══ Working data
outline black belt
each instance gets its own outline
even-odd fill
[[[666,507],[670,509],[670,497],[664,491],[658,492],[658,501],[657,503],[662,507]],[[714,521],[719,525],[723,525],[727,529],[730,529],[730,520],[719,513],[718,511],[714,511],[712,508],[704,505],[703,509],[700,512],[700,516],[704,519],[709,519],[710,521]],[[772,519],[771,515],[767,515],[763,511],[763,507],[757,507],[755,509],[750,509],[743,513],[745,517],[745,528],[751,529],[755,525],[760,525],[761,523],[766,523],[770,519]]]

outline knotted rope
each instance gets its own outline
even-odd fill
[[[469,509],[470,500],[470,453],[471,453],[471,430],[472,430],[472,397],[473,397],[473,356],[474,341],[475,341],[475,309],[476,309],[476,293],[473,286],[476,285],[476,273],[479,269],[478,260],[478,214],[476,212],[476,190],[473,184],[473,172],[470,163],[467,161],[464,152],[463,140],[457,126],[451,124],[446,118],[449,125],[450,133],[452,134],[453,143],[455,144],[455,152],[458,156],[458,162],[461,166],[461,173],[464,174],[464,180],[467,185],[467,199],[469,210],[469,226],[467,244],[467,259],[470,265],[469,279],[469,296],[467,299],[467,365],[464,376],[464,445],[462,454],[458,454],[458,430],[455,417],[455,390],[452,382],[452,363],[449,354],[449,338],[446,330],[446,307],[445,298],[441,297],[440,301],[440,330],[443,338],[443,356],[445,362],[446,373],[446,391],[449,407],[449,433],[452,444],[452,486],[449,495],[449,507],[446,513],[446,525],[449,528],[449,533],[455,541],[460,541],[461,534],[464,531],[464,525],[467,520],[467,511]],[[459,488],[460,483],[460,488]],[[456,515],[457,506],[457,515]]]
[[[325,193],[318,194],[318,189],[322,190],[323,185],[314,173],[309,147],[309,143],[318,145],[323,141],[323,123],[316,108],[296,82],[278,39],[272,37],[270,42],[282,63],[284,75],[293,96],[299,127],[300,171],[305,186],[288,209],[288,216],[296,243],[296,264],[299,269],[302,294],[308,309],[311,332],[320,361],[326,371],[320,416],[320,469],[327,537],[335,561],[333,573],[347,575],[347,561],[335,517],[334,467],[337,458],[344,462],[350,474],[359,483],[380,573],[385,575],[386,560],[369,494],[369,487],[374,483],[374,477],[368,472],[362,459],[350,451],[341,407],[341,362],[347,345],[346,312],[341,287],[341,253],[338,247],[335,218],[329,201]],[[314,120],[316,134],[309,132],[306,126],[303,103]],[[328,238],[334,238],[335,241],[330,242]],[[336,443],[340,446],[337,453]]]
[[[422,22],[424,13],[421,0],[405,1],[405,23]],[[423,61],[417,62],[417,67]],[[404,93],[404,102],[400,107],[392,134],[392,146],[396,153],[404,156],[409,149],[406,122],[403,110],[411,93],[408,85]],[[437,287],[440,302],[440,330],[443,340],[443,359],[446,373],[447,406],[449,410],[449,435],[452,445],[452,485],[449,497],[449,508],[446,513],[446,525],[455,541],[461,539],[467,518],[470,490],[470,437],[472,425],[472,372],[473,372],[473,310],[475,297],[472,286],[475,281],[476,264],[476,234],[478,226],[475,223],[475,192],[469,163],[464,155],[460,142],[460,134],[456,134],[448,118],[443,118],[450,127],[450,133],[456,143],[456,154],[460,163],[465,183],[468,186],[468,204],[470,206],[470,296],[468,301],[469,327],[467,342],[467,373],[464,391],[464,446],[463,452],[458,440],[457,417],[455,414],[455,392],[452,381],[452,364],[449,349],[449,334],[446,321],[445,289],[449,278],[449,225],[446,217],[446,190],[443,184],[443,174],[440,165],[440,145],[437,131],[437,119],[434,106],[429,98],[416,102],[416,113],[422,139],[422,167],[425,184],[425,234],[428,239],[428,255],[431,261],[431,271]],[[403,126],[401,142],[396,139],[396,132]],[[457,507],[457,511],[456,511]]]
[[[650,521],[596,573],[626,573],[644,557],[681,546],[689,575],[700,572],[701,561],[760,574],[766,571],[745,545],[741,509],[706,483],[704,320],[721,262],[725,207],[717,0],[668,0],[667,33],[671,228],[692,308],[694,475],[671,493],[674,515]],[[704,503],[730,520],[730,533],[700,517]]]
════
▶ **Task requirements**
Copy each line containing the word "outline" from the data.

▶ **Response area**
outline black belt
each instance gets its own outline
outline knotted rope
each instance gets its own outline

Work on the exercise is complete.